◆ **WRITTEN TASK**:
From the material below, extract every line containing the string "rear", reproducing each line in full.

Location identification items
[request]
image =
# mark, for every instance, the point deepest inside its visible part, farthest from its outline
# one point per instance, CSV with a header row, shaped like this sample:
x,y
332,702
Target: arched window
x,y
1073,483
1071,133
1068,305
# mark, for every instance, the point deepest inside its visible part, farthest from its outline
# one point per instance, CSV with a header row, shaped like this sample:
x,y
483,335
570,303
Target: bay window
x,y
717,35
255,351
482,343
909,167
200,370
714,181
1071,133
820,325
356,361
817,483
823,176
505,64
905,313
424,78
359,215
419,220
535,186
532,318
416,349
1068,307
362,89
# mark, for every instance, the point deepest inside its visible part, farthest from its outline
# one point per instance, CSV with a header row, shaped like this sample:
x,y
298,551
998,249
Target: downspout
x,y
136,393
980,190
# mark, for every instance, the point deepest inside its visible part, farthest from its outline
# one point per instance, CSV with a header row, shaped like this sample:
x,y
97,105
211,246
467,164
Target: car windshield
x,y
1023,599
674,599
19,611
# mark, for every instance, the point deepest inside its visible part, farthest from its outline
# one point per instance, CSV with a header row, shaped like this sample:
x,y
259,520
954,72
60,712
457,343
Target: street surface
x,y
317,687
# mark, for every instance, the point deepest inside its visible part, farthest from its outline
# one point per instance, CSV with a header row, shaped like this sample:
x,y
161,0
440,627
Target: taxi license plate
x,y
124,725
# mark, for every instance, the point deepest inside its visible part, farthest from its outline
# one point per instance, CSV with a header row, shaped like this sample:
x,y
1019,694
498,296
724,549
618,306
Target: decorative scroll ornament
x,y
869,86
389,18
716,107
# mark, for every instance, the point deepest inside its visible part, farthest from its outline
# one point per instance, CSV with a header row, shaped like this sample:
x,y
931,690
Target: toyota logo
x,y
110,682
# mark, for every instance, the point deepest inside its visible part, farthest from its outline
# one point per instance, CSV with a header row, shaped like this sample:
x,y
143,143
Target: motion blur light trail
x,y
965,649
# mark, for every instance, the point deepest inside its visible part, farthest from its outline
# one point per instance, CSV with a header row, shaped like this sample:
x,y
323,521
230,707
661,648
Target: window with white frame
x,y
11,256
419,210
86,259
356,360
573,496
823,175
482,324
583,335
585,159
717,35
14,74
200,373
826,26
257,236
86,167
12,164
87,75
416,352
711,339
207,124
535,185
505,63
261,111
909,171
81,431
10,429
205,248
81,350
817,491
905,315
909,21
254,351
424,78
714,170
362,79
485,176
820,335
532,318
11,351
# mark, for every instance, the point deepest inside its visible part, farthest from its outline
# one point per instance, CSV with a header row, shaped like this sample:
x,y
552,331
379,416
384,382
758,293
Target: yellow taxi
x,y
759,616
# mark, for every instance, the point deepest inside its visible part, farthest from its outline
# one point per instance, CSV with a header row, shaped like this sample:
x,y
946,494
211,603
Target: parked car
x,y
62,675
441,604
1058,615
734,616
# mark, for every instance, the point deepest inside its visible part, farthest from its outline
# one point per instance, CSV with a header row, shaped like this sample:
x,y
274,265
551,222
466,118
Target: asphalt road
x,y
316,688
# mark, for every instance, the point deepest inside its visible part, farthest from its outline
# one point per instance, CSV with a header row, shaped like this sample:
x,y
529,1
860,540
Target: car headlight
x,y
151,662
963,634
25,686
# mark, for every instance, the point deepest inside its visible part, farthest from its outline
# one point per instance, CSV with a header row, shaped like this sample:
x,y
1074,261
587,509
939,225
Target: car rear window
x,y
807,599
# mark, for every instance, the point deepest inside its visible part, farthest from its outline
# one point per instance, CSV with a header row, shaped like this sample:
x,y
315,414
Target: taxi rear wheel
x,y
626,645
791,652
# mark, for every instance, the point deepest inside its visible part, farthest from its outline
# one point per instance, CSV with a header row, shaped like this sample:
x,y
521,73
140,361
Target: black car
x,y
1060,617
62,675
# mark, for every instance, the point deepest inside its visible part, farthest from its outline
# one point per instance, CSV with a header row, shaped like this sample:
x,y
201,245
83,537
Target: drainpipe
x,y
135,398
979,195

◆ **EXERCISE RESPONSE**:
Target: car rear window
Target: taxi rear wheel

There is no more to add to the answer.